What the task asks:
Quote every one of the following entries line for line, with no change to any character.

Dataset excerpts:
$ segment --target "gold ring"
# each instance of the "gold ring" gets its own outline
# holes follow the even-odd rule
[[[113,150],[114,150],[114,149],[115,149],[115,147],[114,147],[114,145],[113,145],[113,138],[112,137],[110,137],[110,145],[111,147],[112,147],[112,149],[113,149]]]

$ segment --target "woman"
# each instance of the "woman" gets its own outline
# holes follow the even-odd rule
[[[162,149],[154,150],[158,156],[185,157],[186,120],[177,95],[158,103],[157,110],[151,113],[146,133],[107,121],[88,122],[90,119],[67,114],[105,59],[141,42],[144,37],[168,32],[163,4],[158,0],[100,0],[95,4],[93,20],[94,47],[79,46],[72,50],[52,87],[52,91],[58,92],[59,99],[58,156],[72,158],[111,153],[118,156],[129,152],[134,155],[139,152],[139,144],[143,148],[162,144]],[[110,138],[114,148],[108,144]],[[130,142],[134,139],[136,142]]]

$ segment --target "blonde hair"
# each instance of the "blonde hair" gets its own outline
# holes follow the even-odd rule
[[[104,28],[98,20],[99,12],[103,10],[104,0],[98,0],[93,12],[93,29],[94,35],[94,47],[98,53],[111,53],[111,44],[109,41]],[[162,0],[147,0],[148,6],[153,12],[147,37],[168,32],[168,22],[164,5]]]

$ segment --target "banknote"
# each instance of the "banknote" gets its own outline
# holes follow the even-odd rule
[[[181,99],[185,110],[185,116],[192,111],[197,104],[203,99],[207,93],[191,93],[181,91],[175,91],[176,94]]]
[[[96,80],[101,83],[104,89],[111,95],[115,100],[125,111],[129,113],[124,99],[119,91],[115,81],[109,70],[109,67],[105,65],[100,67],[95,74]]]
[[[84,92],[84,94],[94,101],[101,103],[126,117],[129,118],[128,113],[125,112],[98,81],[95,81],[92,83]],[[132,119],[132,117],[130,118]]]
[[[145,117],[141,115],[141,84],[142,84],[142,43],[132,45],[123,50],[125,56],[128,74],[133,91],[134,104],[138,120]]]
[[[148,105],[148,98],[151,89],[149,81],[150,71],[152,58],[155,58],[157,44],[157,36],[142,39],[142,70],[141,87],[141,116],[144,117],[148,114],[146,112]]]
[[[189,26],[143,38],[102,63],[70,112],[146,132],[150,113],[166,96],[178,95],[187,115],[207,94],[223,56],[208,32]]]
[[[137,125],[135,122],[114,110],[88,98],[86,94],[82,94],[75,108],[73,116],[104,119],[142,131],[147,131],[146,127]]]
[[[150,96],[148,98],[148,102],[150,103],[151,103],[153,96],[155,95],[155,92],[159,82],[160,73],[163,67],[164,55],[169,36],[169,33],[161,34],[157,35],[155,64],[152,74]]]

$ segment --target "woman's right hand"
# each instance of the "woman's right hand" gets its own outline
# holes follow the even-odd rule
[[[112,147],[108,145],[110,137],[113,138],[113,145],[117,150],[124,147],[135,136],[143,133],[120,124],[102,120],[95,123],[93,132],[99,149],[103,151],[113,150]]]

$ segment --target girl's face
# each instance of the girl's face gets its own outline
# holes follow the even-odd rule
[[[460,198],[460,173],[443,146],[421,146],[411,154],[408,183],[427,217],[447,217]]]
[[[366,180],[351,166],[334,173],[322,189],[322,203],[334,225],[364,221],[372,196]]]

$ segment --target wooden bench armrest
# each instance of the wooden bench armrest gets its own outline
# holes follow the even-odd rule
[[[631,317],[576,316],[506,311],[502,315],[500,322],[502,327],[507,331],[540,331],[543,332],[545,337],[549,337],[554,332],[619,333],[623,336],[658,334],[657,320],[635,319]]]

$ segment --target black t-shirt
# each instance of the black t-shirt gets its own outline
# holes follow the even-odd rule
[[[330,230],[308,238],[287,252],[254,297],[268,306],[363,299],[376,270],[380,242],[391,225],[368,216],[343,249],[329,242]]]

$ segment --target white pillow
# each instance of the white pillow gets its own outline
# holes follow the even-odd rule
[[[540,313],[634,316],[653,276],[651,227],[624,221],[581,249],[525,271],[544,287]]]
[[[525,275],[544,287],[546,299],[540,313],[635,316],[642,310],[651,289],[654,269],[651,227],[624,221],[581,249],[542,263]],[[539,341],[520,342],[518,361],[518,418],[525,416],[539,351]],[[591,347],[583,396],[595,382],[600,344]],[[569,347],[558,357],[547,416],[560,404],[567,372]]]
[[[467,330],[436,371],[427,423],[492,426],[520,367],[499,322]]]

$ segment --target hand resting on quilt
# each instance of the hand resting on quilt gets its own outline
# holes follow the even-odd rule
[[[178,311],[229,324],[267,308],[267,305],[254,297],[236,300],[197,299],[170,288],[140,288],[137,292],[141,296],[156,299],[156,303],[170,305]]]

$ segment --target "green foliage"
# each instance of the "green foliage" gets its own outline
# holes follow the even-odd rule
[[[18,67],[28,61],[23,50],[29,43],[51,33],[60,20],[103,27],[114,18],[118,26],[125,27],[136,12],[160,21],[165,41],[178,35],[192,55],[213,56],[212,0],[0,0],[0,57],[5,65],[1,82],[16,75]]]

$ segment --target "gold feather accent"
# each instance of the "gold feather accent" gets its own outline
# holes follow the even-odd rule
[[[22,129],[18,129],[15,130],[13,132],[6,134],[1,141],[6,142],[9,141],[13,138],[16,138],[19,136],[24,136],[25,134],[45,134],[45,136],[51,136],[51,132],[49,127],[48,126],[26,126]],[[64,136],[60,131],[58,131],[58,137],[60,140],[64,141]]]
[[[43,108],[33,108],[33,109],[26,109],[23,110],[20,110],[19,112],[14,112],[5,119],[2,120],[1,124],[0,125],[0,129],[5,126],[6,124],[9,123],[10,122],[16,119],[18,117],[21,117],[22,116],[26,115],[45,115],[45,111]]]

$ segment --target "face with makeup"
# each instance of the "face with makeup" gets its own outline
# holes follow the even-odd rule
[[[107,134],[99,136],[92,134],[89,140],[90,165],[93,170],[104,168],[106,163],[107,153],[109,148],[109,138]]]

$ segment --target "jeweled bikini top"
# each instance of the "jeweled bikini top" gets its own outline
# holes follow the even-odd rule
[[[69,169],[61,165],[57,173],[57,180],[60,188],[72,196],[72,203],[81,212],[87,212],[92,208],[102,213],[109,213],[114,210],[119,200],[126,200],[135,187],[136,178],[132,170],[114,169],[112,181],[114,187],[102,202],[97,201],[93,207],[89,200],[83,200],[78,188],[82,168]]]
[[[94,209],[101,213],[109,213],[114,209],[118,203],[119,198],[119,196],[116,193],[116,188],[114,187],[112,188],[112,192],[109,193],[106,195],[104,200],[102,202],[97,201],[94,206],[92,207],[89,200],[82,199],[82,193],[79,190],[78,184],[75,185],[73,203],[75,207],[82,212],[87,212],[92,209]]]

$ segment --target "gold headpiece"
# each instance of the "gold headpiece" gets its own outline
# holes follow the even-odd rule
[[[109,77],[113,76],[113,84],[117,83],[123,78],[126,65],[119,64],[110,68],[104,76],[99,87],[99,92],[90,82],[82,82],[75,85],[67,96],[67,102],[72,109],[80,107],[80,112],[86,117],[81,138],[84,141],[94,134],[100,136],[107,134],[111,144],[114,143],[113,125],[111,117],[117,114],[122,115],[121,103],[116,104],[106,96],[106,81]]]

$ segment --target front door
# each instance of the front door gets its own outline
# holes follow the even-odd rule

Answer to this exercise:
$ segment --target "gold ring"
# each instance of the "gold ring" gets its own outline
# holes follow the even-odd rule
[[[113,150],[114,150],[114,149],[115,149],[115,147],[114,147],[114,145],[113,145],[113,138],[112,137],[110,137],[110,145],[111,147],[112,147],[112,149],[113,149]]]

$ segment --target "woman"
# each instance of the "woman" gets its own outline
# holes follow the even-odd rule
[[[162,149],[154,150],[158,156],[185,157],[186,120],[177,95],[158,103],[157,110],[151,113],[146,133],[107,121],[88,122],[90,119],[67,114],[105,59],[141,42],[144,37],[168,32],[163,4],[158,0],[100,0],[95,4],[93,20],[94,47],[79,46],[72,50],[52,87],[52,91],[58,92],[59,99],[58,156],[72,158],[111,153],[118,156],[129,152],[134,155],[139,152],[139,144],[143,148],[162,144]],[[110,138],[114,148],[108,144]],[[130,142],[134,139],[136,142]]]

$ segment --target "blonde hair"
# each instance of the "blonde hair" gets its own outline
# holes follow the even-odd rule
[[[104,28],[98,20],[99,12],[103,10],[104,0],[98,0],[93,12],[93,29],[94,35],[94,47],[98,53],[111,53],[111,44],[109,41]],[[162,0],[147,0],[148,6],[153,12],[147,37],[168,32],[168,22],[164,5]]]

$ segment --target "banknote"
# each instance of the "banknote" gets its own outline
# holes follow the even-odd rule
[[[181,99],[185,110],[185,116],[192,111],[197,104],[203,99],[207,93],[191,93],[181,91],[175,91],[176,94]]]
[[[96,80],[101,83],[104,89],[111,95],[115,100],[125,111],[129,113],[124,99],[119,91],[115,81],[109,70],[109,67],[105,65],[100,67],[95,74]]]
[[[84,92],[84,94],[94,101],[101,103],[126,117],[129,118],[128,113],[125,112],[98,81],[95,81],[92,83]],[[132,119],[132,117],[130,118]]]
[[[145,117],[141,115],[141,84],[142,84],[142,43],[132,45],[123,50],[125,56],[128,74],[133,91],[134,104],[138,120]]]
[[[148,105],[148,98],[151,89],[149,81],[150,71],[152,58],[155,58],[157,44],[157,36],[142,39],[142,70],[141,87],[141,116],[144,117],[148,114],[146,112]]]
[[[189,26],[143,38],[102,63],[70,112],[146,132],[150,113],[166,96],[178,95],[187,115],[207,94],[223,56],[208,32]]]
[[[137,125],[135,122],[114,110],[88,98],[86,94],[82,94],[75,108],[73,116],[104,119],[142,131],[147,131],[146,127]]]
[[[150,96],[148,98],[148,102],[150,103],[151,103],[153,96],[155,95],[155,92],[159,82],[160,73],[163,67],[164,55],[169,36],[169,33],[161,34],[157,35],[155,64],[152,74]]]

$ segment --target "woman's right hand"
# each instance of the "woman's right hand" gets its own outline
# holes follow the even-odd rule
[[[112,147],[108,145],[110,137],[113,138],[113,145],[117,150],[124,147],[135,136],[143,133],[120,124],[102,120],[95,123],[93,132],[99,149],[103,151],[113,150]]]

$ segment --target girl's face
# each instance of the girl's face gets its own outline
# holes follow the even-odd rule
[[[460,198],[460,173],[443,146],[421,146],[411,154],[408,183],[427,217],[447,217]]]
[[[366,180],[351,166],[334,173],[322,189],[322,203],[334,225],[364,221],[372,196]]]

$ segment --target wooden bench armrest
# each instance of the wooden bench armrest gets its own outline
# holes follow the even-odd rule
[[[631,317],[576,316],[506,311],[502,315],[500,322],[502,327],[507,331],[540,331],[543,332],[545,337],[549,337],[554,332],[619,333],[623,336],[658,334],[657,320],[635,319]]]

$ segment --target black t-shirt
# each instance of the black t-shirt gets its own outline
# holes follow the even-odd rule
[[[330,230],[308,238],[287,252],[254,297],[268,306],[363,299],[376,270],[380,242],[391,225],[368,216],[343,249],[329,242]]]

$ segment --target white pillow
# each instance of the white pillow gets its own outline
# holes follow the even-odd rule
[[[540,313],[634,316],[653,276],[651,227],[624,221],[581,249],[525,271],[544,287]]]
[[[525,275],[544,287],[546,299],[540,313],[635,316],[642,310],[651,289],[654,269],[651,227],[624,221],[581,249],[542,263]],[[539,341],[520,342],[518,361],[518,418],[525,416],[539,351]],[[591,347],[583,396],[595,382],[600,344]],[[569,347],[558,357],[547,416],[560,404],[567,372]]]
[[[467,330],[436,371],[427,423],[492,426],[520,367],[499,322]]]

$ segment --target hand resting on quilt
# each instance of the hand resting on quilt gets its own outline
# holes follow the even-odd rule
[[[178,311],[229,324],[267,308],[267,305],[254,297],[236,300],[197,299],[170,288],[140,288],[137,292],[141,296],[156,299],[156,303],[170,305]]]

$ segment --target "green foliage"
# each instance of the "green foliage" gets its own outline
# holes follow the even-odd rule
[[[18,67],[28,61],[23,50],[29,43],[51,33],[60,20],[103,27],[114,18],[118,26],[125,27],[136,12],[160,21],[165,41],[178,35],[192,55],[213,56],[212,0],[0,0],[0,57],[5,65],[1,82],[16,75]]]

$ segment --target "gold feather accent"
# each instance of the "gold feather accent" gets its own outline
# holes follow the even-odd rule
[[[22,129],[18,129],[15,130],[13,132],[6,134],[1,141],[6,142],[9,141],[13,138],[16,138],[19,136],[24,136],[25,134],[45,134],[45,136],[51,136],[51,132],[49,127],[48,126],[26,126]],[[64,136],[60,131],[58,131],[58,137],[60,140],[64,141]]]
[[[43,108],[33,108],[33,109],[26,109],[23,110],[20,110],[19,112],[14,112],[5,119],[2,120],[1,124],[0,125],[0,129],[5,126],[6,124],[9,123],[10,122],[16,119],[18,117],[21,117],[22,116],[26,115],[45,115],[45,111]]]

$ segment --target "face with makeup"
# each instance of the "face with makeup" gets its own outline
# holes follow the even-odd rule
[[[107,134],[99,136],[92,134],[89,140],[90,165],[93,170],[104,168],[106,163],[107,153],[109,148],[109,138]]]

$ segment --target "jeweled bikini top"
# each instance of the "jeweled bikini top" gets its own outline
# holes follow the even-odd rule
[[[69,169],[61,165],[57,173],[57,180],[60,188],[72,196],[72,203],[81,212],[87,212],[92,208],[102,213],[109,213],[114,210],[119,200],[126,200],[135,187],[136,178],[132,170],[114,169],[112,181],[114,187],[102,202],[97,201],[93,207],[89,200],[83,200],[78,188],[82,168]]]
[[[94,209],[101,213],[109,213],[114,209],[118,203],[119,198],[119,196],[116,193],[116,188],[114,187],[112,188],[112,192],[109,193],[106,195],[104,200],[102,202],[97,201],[94,206],[92,207],[89,200],[82,199],[82,193],[79,190],[78,184],[75,185],[73,203],[75,207],[82,212],[87,212],[92,209]]]

$ segment --target "gold headpiece"
# each instance of the "gold headpiece" gets its own outline
# holes follow the even-odd rule
[[[109,77],[113,76],[113,84],[117,83],[123,78],[126,65],[119,64],[110,68],[104,76],[99,87],[99,92],[90,82],[82,82],[75,85],[67,96],[67,102],[72,109],[80,107],[80,112],[86,117],[81,138],[84,141],[94,134],[100,136],[107,134],[111,144],[114,143],[113,125],[111,117],[117,114],[122,115],[121,103],[116,104],[106,96],[106,81]]]

$ segment --target front door
# each instance of the front door gets its own outline
# holes follow the even-odd rule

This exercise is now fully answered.